The econometric approach classified in [1] is to estimate a function that relates the total maintenance cost to influencing factors, such as traffic load, road geometry, pavement structure, and climate. It should be noted that there are only a few studies on estimating MR&R costs. However, the costs in these studies combined maintenance costs with rehabilitation and reconstruction costs. The most relevant study [2] used a regression modeling approach to study the impact of heavy trucks on maintenance cost. In their study, more than 1100 mile sections of highway were sampled randomly. Data including annual average daily traffic (AADT), maintenance cost, highway geometric information, and weather were collected from various sources and integrated into a single database, which was used to develop the regression model. The annual maintenance costs are related to AADTs of heavy trucks and passenger cars, age of pavement, pavement shoulder, temperature, maintenance location, the existence of a bridge, functional classification, and the district where a pavement section was located. It was found the maintenance cost incurred by heavy trucks was much higher than passenger cars; this has a significant implication to transportation policies, such as taxation.

In the 1990s, NDOT studied on various methods to estimate maintenance costs [3] . In that study, four techniques used in estimating maintenance costs were discussed ( [3] [4] ), which are:

1) Correlating annual maintenance costs to the present serviceability index (PSI) level,

2) Correlating annual maintenance costs to the probability of their occurrence,

3) Establishing an overall annual maintenance cost for each treatment, and

4) Establishing a fixed-period, cumulative, annual maintenance cost for each treatment.

The first technique correlates annual maintenance costs to pavement performance, represented as the PSI level. This technique was proposed based on the understanding that the costs of maintenance vary with the nature of maintenance activities that are triggered by the pavement conditions. Recognizing the fact that there is a time element involved in pavement performance―for example, not every maintenance activity occur every year―the maintenance costs fluctuate significantly between years. Therefore, the second method correlates the annual maintenance costs to the probability of the occurrence of maintenance activities. The third technique calculates the annual maintenance costs by considering the life of pavement after a certain treatment. The annual maintenance costs are the average of the total maintenance costs over the year before next maintenance treatment. By the fourth technique, the annual maintenance costs consider the time since the last pavement treatment.

◆ **REQUIRED TASK**
Answer these questions from the passage on pavement maintenance costs, one per line.
1. How were the highway sections chosen in the study of heavy trucks' impact on maintenance cost?
2. In the first technique, what represents pavement performance?
3. What do the annual maintenance costs consider under the fourth technique?
Rely only on the passage on pavement maintenance costs.

◆ **SUPPLIED INFORMATION**

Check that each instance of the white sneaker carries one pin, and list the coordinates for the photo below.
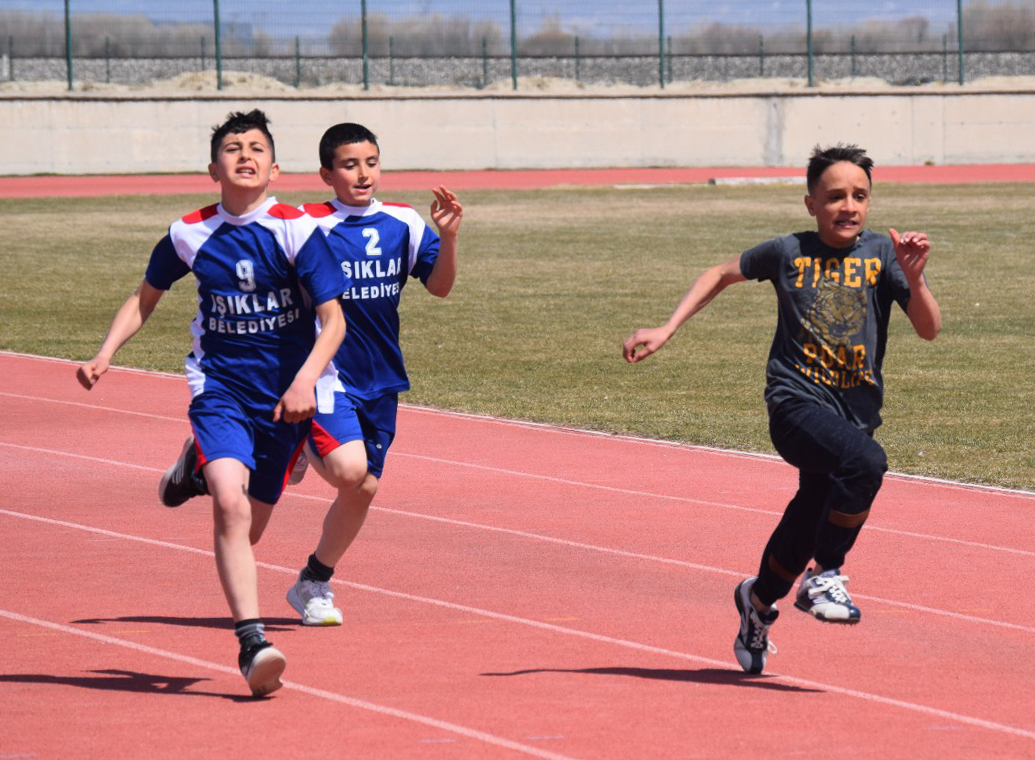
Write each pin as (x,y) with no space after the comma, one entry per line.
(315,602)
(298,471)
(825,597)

---

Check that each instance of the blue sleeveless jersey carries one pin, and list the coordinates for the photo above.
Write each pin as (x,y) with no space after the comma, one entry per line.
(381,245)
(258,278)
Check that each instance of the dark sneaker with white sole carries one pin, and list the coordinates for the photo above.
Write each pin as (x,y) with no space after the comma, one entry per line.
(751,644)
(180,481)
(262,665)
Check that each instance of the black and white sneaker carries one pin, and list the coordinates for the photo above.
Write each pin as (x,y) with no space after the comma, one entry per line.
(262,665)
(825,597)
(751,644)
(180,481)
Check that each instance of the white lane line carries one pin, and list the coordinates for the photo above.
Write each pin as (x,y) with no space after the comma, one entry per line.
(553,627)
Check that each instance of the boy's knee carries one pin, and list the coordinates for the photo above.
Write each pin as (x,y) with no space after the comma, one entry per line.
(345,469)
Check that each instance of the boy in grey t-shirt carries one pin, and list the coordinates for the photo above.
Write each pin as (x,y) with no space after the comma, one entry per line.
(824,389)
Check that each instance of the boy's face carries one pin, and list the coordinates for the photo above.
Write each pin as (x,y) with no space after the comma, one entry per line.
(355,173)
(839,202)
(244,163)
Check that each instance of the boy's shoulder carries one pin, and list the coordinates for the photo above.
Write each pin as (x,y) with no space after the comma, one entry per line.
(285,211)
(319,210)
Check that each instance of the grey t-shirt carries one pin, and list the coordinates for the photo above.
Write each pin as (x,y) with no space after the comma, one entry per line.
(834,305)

==

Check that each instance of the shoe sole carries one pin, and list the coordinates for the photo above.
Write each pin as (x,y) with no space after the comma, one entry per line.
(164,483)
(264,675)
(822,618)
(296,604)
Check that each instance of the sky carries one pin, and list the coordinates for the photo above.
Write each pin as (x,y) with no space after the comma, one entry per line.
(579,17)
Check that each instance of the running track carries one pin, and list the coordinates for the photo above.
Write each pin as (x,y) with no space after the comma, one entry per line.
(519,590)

◆ **ANSWER TO THE PROBLEM**
1. They were sampled randomly.
2. The present serviceability index (PSI) level.
3. The time since the last pavement treatment.